## Short problem:
Print the lines below without any change, starting with the line that contains "trace: running track" and going on through the line that contains "Trace every instance of the running track.", both included. Which lines fall in that span?

[Shape boundary items]
***
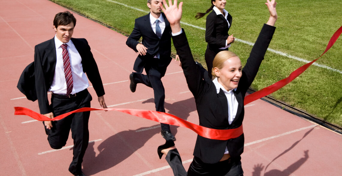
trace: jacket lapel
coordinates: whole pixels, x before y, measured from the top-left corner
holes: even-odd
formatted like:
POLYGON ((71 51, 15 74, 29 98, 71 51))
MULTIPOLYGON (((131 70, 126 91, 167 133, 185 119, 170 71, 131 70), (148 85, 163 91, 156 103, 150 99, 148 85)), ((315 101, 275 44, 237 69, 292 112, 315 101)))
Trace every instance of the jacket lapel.
POLYGON ((235 91, 234 90, 233 90, 233 92, 234 93, 234 95, 235 96, 235 98, 236 98, 236 101, 237 101, 238 104, 239 105, 237 107, 237 110, 236 111, 236 115, 235 116, 235 118, 233 120, 232 123, 236 121, 239 118, 239 117, 240 117, 240 115, 241 114, 242 108, 244 107, 243 97, 241 95, 241 92, 240 91, 238 91, 238 92, 235 91))
POLYGON ((54 63, 54 65, 52 68, 54 68, 56 67, 56 62, 57 61, 57 56, 56 54, 56 46, 55 44, 55 38, 52 38, 50 40, 50 43, 45 49, 45 53, 48 53, 48 59, 51 60, 49 62, 54 63))
POLYGON ((217 94, 217 96, 219 101, 221 102, 222 105, 221 108, 223 110, 223 114, 224 115, 225 118, 226 118, 227 120, 228 120, 229 117, 228 111, 229 110, 228 108, 228 102, 227 100, 227 97, 226 96, 224 92, 222 89, 220 89, 220 92, 217 94))
POLYGON ((149 17, 150 13, 151 12, 149 13, 148 14, 147 14, 145 16, 146 17, 144 19, 145 21, 145 24, 146 24, 145 25, 146 25, 146 27, 148 29, 148 31, 149 31, 150 33, 151 34, 152 34, 152 35, 155 37, 156 37, 157 38, 159 38, 159 37, 157 36, 157 34, 156 34, 156 33, 153 32, 153 30, 152 29, 152 26, 151 26, 151 20, 149 17))

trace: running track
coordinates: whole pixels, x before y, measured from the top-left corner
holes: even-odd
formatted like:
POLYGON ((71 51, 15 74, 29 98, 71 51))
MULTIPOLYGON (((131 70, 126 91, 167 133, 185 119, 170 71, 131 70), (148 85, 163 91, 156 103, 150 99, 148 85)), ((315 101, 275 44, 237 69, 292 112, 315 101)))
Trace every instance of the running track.
MULTIPOLYGON (((62 150, 52 150, 41 122, 15 116, 13 109, 23 106, 39 112, 37 102, 23 98, 16 84, 23 70, 33 61, 35 45, 53 37, 54 15, 65 10, 47 0, 0 1, 1 175, 72 175, 67 169, 72 140, 62 150)), ((107 105, 154 110, 152 89, 138 84, 135 93, 129 90, 129 75, 136 54, 126 46, 127 37, 75 15, 77 22, 73 37, 88 40, 105 85, 107 105)), ((162 80, 167 112, 198 123, 194 99, 176 63, 171 62, 162 80)), ((99 107, 93 89, 89 90, 94 99, 92 106, 99 107)), ((245 107, 245 175, 341 175, 342 136, 260 100, 245 107)), ((165 141, 158 125, 119 112, 91 112, 84 172, 172 175, 167 162, 156 153, 157 147, 165 141)), ((172 130, 187 169, 196 135, 183 128, 172 127, 172 130)))

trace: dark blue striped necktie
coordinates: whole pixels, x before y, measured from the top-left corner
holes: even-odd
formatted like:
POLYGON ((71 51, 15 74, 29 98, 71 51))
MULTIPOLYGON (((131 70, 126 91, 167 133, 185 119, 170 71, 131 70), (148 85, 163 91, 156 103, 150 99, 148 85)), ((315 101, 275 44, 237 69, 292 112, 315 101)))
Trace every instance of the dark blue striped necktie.
MULTIPOLYGON (((156 34, 160 39, 161 37, 161 30, 160 29, 160 27, 159 27, 158 23, 159 23, 159 20, 156 20, 156 34)), ((159 52, 157 54, 156 56, 158 59, 160 58, 160 56, 159 52)))

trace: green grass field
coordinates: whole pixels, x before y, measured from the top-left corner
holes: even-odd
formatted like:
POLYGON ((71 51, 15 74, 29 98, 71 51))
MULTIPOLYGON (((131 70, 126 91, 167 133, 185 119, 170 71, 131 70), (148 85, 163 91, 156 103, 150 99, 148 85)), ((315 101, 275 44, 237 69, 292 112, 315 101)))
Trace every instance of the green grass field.
MULTIPOLYGON (((147 0, 51 0, 129 35, 134 19, 149 11, 147 0), (128 7, 129 6, 129 7, 128 7), (134 9, 132 8, 145 12, 134 9)), ((197 12, 210 6, 207 0, 183 0, 182 22, 205 27, 206 17, 196 20, 197 12)), ((225 8, 233 16, 230 34, 254 43, 269 16, 264 0, 228 1, 225 8)), ((269 48, 307 60, 323 53, 330 38, 342 25, 340 0, 279 0, 277 29, 269 48)), ((182 25, 195 58, 205 65, 207 43, 204 30, 182 25)), ((342 37, 341 37, 342 38, 342 37)), ((246 63, 252 46, 236 42, 230 50, 246 63)), ((173 51, 174 51, 174 48, 173 51)), ((342 38, 316 62, 342 70, 342 38)), ((285 78, 305 63, 267 51, 252 88, 259 90, 285 78)), ((276 99, 327 121, 342 126, 342 74, 314 65, 293 81, 271 95, 276 99)))

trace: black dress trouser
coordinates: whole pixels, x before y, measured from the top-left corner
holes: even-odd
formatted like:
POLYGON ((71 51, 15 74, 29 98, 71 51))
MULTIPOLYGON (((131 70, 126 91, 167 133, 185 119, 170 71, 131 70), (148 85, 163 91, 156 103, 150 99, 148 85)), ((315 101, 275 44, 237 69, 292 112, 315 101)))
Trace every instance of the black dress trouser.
***
## Answer for this exercise:
trace: running track
coordinates: whole pixels, x before y, measured from the top-left corner
holes: even-odd
formatted like:
POLYGON ((71 51, 15 74, 29 98, 71 51))
MULTIPOLYGON (((131 70, 126 91, 167 133, 185 119, 170 71, 131 70), (148 85, 163 91, 156 103, 150 99, 148 85)), ((315 101, 275 44, 237 69, 292 112, 315 101)))
Trace every instance of the running track.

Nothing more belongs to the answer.